-- YOUR ASSIGNMENT --
What is needed is a faithful copy of all the entries, with no pictures in it.

[Saved data entries]
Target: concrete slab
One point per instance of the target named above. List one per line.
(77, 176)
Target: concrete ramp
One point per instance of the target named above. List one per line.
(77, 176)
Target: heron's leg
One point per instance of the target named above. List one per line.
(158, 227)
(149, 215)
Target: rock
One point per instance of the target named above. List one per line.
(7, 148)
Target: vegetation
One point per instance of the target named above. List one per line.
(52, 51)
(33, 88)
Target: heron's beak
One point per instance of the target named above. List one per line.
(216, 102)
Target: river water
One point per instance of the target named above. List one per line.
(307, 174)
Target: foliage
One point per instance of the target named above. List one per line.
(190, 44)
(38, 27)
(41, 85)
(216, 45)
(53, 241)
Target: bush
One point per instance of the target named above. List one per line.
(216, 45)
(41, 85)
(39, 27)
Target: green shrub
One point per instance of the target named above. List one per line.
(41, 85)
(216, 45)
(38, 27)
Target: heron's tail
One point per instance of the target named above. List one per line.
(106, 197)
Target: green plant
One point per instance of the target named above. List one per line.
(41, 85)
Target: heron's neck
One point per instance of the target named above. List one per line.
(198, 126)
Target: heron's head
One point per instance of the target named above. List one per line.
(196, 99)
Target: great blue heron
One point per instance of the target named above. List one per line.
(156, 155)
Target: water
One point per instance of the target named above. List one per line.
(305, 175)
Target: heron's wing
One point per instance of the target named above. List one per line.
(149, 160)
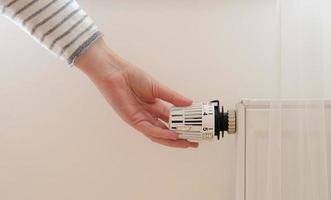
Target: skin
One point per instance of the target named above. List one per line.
(140, 100)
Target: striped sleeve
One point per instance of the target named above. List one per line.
(59, 25)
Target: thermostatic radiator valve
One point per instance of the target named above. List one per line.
(202, 121)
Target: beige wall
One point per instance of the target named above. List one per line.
(60, 140)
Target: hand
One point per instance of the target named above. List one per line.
(136, 97)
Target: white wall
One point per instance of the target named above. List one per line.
(60, 140)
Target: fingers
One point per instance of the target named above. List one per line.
(166, 94)
(175, 143)
(155, 131)
(159, 109)
(172, 143)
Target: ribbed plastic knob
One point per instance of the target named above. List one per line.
(202, 121)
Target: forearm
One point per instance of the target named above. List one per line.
(59, 25)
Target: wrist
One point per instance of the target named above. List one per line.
(98, 61)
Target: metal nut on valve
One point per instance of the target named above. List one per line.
(202, 121)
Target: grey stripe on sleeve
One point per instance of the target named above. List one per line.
(59, 24)
(75, 39)
(38, 12)
(50, 17)
(8, 5)
(82, 48)
(68, 31)
(25, 7)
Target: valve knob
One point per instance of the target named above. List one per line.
(202, 121)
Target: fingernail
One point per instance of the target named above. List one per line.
(194, 145)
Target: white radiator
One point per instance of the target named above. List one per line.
(289, 163)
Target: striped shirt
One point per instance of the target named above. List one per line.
(59, 25)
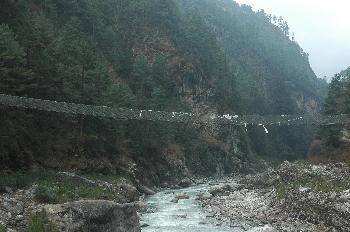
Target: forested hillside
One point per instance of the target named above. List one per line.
(195, 56)
(332, 142)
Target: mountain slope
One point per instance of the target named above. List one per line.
(332, 142)
(199, 56)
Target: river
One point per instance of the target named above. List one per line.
(184, 216)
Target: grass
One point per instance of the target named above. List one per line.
(40, 223)
(2, 228)
(49, 188)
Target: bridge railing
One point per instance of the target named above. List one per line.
(179, 117)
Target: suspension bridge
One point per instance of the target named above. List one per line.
(164, 116)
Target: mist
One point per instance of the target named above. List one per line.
(321, 28)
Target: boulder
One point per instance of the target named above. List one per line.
(185, 183)
(127, 193)
(145, 190)
(94, 216)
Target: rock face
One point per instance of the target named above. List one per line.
(94, 216)
(294, 197)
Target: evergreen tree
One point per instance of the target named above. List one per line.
(15, 78)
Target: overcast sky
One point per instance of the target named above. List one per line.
(321, 27)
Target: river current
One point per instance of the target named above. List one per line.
(184, 216)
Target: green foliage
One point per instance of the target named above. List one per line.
(50, 188)
(17, 181)
(45, 194)
(337, 102)
(149, 54)
(40, 223)
(14, 76)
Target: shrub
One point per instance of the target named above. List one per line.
(2, 228)
(40, 223)
(45, 194)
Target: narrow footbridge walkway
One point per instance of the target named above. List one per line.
(179, 117)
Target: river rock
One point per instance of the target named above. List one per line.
(127, 193)
(145, 190)
(94, 216)
(185, 183)
(182, 196)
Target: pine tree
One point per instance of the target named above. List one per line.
(15, 78)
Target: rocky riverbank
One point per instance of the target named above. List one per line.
(69, 202)
(292, 197)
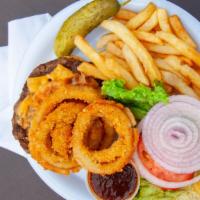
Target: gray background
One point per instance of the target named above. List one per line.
(17, 179)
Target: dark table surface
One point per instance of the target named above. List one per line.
(17, 179)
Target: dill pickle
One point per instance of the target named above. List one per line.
(82, 22)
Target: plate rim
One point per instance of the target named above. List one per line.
(24, 61)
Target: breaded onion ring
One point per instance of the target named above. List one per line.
(114, 158)
(51, 127)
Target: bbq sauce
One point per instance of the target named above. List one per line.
(118, 186)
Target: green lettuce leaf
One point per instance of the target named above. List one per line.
(150, 192)
(140, 99)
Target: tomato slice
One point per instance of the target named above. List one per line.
(157, 170)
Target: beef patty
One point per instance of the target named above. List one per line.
(70, 62)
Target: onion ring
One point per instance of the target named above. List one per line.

-- TASK RESULT --
Target: concrete slab
One point per instance of the target named above. List one per line.
(77, 176)
Target: concrete ramp
One point per instance of the target named above. List one per line.
(77, 176)
Target: heron's leg
One point per instance of the target named above. List one per line.
(158, 227)
(149, 215)
Target: rock
One point per instance of the target named above. List one per line.
(7, 148)
Target: vegetation
One point per instance of the target named above. List one per line.
(52, 51)
(33, 88)
Target: heron's beak
One point per instance of the target named above. List one per line.
(216, 102)
Target: river water
One point per instance of the target named above. List one per line.
(307, 174)
Target: foliage
One point per instance of the target named above. List one per line.
(190, 44)
(38, 27)
(41, 85)
(216, 45)
(53, 241)
Target: bush
One point per instance of the target named above. List one per line.
(216, 45)
(41, 85)
(39, 27)
Target: green shrub
One point per instance of the target named above. List one per line.
(41, 85)
(216, 45)
(38, 27)
Target: heron's tail
One point per instance of the target named above. List one per line.
(106, 197)
Target: green plant
One point per instance of the target named above. List one per line.
(41, 85)
Target: heron's neck
One point per instance of the target named above. List one per line.
(198, 126)
Target: heron's head
One point per instance of the target named above. List one per line.
(196, 99)
Target: great blue heron
One point per instance of the target named above. List one per line.
(156, 155)
Target: water
One point per instance of the target named above. List one per line.
(305, 175)
Target: heron's wing
One point per instance of the target named above. List one per line.
(149, 160)
Target: skin
One point per instance of the target named above. List one per line.
(140, 100)
Target: striped sleeve
One point per instance of the target named above. List one per line.
(59, 25)
Target: thermostatic radiator valve
One point per instance of the target named above. List one per line.
(202, 121)
Target: beige wall
One point per instance of the target named above. List one per line.
(60, 140)
Target: hand
One point per instance of the target named above. List one per line.
(136, 97)
Target: white wall
One point per instance of the target named above. List one per line.
(60, 140)
Target: fingers
One point per instance of the target named above. List one per line.
(166, 94)
(175, 143)
(155, 131)
(159, 109)
(172, 143)
Target: ribbed plastic knob
One point per instance of the target named above. List one per line.
(202, 121)
Target: forearm
One point per instance of the target named above. List one per line.
(59, 25)
Target: wrist
One point per instance of the target named above. List one per line.
(98, 61)
Target: metal nut on valve
One point per instance of the target named above. List one per line.
(202, 121)
Target: grey stripe on sleeve
One point per instance of the target named above. List one per line.
(59, 24)
(75, 39)
(38, 12)
(50, 17)
(8, 5)
(82, 48)
(68, 31)
(25, 7)
Target: valve knob
One point per instance of the target named above. List one per line.
(202, 121)
Target: fingernail
One point per instance of the target named above. List one per line.
(194, 145)
Target: white radiator
One point per instance of the target named above. List one per line.
(289, 163)
Target: striped shirt
One point per instance of the target named above. List one per line.
(59, 25)
Target: forested hillside
One point per instance of the target named above. List one per line.
(195, 56)
(332, 142)
Target: mountain slope
One point per instance of the target named above. List one per line.
(332, 142)
(199, 56)
Target: river
One point per instance of the target named above. List one per line.
(184, 216)
Target: grass
One point per instance of the target named above. List one per line.
(40, 223)
(2, 228)
(49, 188)
Target: bridge railing
One point per instance of the target named above. List one per line.
(179, 117)
Target: suspension bridge
One point per instance of the target named above. List one per line.
(164, 116)
Target: mist
One point per instance of the target named above. List one per line.
(321, 28)
Target: boulder
One point per instance of the target named above. List one per line.
(185, 183)
(127, 193)
(145, 190)
(94, 216)
Target: rock face
One point per instance of the target named above. List one per line.
(94, 216)
(294, 197)
Target: evergreen tree
One point per instance of the target named above. List one per line.
(15, 78)
Target: overcast sky
One point per instance of the target named above. List one per line.
(321, 27)
Target: river current
One point per instance of the target named above. List one per line.
(184, 216)
Target: green foliage
One point per instance of the target named above. List one per line.
(50, 188)
(17, 181)
(45, 194)
(337, 102)
(149, 54)
(40, 223)
(14, 76)
Target: shrub
One point per instance of the target named above. List one per line.
(2, 228)
(40, 223)
(45, 194)
Target: narrow footbridge walkway
One point per instance of the target named above. List one per line.
(179, 117)
Target: river rock
One point per instance of the target named above. List one per line.
(127, 193)
(145, 190)
(94, 216)
(185, 183)
(182, 196)
Target: pine tree
One point per instance of the target named above. List one per line.
(15, 78)
Target: rocky riverbank
One point per instance of the target named above. List one per line.
(69, 202)
(292, 197)
Target: gray background
One point per instance of the target named above. List one per line.
(17, 179)
Target: dark table surface
One point per instance of the target named above. List one per line.
(17, 179)
Target: dill pickle
One point per instance of the target named above. List one per line.
(82, 22)
Target: plate rim
One point per instance of the target named above. List one per line.
(24, 61)
Target: breaded onion ring
One point per instance of the target named above. List one per line.
(114, 158)
(51, 127)
Target: bbq sauce
One point per instance of the target named above. List one per line.
(118, 186)
Target: green lettuce leaf
One point per instance of the target named above. List one per line.
(150, 192)
(140, 99)
Target: tomato slice
One point per instance of the target named above. List one per line.
(157, 170)
Target: beef patty
One point per instance of the target named above. List one per line.
(70, 62)
Target: onion ring
One point per instance of the target named above. List one per line.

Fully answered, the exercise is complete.